* **TÂCHE COURTE**:
Renvoyez sans rien modifier les lignes du listing, en commençant par celle qui contient « Where can you spot the brown » et en terminant par celle qui contient « column 627, row 368 », ces deux lignes comprises.

──────

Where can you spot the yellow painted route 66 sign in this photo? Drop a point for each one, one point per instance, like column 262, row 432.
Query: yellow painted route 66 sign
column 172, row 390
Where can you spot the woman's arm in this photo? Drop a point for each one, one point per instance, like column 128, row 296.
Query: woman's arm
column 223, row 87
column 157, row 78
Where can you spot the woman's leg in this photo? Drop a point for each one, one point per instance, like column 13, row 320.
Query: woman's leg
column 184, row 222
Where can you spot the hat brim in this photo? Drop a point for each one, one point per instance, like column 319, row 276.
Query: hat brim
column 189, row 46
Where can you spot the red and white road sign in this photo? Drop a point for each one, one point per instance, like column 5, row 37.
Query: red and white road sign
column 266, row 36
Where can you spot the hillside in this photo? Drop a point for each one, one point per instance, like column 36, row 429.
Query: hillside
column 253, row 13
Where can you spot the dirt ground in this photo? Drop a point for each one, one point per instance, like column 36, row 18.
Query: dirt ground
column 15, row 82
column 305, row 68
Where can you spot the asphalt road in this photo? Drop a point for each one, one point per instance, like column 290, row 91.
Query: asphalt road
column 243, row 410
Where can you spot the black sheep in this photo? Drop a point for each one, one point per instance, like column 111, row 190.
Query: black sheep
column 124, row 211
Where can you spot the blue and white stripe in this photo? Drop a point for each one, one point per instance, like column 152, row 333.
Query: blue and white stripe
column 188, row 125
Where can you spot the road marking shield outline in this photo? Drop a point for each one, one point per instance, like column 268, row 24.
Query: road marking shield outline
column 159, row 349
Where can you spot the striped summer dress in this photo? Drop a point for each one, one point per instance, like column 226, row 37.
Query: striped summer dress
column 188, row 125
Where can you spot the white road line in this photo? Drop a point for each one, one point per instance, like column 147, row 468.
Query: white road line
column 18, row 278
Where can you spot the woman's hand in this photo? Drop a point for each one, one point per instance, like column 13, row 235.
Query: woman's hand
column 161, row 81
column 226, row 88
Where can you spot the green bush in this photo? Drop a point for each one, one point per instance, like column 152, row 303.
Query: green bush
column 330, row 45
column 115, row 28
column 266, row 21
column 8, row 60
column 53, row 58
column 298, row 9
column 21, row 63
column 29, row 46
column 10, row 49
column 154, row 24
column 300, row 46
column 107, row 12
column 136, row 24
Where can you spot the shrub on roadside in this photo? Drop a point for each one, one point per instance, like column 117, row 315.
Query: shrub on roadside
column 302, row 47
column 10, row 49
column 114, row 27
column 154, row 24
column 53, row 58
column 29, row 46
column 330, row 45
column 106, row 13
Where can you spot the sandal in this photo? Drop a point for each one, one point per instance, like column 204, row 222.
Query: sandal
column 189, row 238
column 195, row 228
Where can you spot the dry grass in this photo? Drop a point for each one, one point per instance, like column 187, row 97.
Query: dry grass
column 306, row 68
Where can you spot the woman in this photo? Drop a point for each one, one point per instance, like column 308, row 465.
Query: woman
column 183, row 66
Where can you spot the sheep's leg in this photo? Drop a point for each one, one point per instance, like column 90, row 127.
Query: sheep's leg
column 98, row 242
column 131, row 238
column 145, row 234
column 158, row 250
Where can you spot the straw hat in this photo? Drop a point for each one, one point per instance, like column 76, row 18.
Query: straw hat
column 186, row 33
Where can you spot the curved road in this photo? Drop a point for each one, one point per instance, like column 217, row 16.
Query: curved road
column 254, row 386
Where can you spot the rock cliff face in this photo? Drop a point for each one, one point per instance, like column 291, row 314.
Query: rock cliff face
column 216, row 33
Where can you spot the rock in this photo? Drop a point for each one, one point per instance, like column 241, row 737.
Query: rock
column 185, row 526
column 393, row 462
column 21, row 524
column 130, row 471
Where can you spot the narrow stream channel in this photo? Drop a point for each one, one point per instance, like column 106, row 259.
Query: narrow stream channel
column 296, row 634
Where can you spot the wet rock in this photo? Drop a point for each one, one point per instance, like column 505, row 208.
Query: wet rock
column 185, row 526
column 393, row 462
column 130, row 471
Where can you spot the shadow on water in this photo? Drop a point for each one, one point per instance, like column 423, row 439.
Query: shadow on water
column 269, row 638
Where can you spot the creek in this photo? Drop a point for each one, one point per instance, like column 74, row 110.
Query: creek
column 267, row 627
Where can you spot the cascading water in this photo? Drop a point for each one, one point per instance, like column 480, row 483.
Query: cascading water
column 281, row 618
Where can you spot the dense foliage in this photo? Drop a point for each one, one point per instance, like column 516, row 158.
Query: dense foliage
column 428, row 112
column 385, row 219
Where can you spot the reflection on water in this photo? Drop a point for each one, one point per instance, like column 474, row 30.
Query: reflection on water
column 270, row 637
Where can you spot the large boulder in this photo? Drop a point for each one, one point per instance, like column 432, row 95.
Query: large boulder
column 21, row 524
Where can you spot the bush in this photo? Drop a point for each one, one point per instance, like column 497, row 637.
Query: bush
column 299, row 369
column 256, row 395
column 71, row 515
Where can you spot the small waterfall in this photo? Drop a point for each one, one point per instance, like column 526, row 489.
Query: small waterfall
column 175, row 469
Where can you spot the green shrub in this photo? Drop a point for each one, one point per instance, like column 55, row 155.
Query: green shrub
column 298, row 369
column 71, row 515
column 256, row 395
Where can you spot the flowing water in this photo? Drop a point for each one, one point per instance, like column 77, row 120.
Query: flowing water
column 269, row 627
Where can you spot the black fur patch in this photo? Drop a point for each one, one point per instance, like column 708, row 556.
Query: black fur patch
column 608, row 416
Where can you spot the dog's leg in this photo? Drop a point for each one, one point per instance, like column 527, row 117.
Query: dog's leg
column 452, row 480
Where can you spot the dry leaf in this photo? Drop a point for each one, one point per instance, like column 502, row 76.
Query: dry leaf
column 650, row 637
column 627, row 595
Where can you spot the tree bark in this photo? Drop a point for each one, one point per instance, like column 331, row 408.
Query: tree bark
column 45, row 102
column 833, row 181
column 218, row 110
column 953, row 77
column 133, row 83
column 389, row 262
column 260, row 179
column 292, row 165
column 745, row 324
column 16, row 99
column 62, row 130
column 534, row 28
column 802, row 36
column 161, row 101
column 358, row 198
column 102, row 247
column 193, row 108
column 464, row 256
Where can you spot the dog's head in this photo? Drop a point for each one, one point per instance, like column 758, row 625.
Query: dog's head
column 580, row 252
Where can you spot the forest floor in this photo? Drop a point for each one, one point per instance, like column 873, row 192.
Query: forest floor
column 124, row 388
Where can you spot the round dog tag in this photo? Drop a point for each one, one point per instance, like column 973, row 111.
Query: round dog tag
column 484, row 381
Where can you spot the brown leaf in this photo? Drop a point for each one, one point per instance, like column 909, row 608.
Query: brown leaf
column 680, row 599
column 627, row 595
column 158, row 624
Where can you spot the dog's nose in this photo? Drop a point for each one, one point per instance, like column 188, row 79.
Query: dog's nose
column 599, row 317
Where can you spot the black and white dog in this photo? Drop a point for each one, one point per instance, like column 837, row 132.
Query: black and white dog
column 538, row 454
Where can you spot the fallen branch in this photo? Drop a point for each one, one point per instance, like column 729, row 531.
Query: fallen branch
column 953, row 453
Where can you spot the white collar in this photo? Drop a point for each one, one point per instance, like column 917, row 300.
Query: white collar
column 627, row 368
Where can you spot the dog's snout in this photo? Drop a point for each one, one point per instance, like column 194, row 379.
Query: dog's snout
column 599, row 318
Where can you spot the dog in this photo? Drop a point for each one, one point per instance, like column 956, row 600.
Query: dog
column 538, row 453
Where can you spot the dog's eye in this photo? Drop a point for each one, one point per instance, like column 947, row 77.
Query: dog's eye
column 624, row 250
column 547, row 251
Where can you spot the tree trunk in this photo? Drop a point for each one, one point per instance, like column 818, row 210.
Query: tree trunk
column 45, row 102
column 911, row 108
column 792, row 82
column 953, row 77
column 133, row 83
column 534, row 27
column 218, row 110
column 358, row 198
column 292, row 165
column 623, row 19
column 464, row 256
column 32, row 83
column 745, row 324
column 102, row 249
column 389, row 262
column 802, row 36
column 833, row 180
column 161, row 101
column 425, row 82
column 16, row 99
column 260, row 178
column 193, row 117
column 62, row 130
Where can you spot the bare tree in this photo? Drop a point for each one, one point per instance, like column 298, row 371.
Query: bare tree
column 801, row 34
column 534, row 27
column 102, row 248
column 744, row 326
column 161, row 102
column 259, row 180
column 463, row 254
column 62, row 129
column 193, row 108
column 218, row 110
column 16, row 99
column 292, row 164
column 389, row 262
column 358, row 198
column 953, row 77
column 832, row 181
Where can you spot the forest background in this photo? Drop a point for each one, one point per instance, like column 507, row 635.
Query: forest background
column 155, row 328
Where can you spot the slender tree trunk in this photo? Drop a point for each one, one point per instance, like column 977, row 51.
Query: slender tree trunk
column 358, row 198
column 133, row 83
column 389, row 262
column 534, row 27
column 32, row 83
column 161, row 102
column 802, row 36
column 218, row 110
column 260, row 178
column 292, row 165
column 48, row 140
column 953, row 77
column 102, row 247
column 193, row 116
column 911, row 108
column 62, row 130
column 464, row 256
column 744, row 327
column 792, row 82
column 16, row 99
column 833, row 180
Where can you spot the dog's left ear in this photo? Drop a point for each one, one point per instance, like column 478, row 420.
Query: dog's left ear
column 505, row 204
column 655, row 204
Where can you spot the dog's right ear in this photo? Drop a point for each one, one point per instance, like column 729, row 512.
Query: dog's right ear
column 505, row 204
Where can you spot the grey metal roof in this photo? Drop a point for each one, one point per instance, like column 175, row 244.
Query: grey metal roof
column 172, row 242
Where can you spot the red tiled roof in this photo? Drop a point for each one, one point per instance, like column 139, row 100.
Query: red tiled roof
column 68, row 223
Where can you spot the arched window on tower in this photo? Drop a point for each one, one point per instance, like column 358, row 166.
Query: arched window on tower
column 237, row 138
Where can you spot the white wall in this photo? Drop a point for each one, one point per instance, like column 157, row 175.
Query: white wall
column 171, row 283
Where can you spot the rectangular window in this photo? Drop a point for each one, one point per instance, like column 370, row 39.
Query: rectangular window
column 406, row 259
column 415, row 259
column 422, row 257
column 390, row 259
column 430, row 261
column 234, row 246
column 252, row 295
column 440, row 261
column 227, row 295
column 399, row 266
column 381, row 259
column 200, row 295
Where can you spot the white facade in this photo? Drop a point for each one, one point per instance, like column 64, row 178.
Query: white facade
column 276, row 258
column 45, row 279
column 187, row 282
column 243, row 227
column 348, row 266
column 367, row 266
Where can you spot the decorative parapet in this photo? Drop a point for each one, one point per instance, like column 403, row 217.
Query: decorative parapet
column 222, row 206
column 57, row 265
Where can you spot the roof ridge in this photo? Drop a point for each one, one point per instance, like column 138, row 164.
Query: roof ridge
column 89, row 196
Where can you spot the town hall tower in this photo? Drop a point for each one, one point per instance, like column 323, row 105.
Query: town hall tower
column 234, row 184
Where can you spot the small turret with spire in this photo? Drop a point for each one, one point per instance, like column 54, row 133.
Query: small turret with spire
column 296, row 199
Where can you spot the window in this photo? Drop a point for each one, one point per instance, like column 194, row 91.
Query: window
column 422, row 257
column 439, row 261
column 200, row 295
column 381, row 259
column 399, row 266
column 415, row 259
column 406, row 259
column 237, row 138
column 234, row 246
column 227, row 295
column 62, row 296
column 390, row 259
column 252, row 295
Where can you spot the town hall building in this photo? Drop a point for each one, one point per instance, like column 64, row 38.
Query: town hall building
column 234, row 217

──────

* **RÉPONSE COMPLÈTE**:
Where can you spot the brown leaf in this photo? Drop a point for each one, one point per instance, like column 909, row 608.
Query: brown leaf
column 680, row 599
column 627, row 595
column 158, row 624
Where can you spot the dog's nose in this photo? Drop a point for each one, one point per instance, like column 188, row 79.
Query: dog's nose
column 599, row 317
Where can you spot the black and white dog in this photo? Drop a point for each one, one point per instance, like column 837, row 132.
Query: black and white dog
column 538, row 454
Where can you spot the fallen branch in this photo? Drop a point for each one, one point per instance, like column 729, row 531.
Query: fallen branch
column 953, row 453
Where can you spot the white collar in this photo? Drop a point for each one, one point per instance, like column 917, row 300.
Query: white collar
column 627, row 368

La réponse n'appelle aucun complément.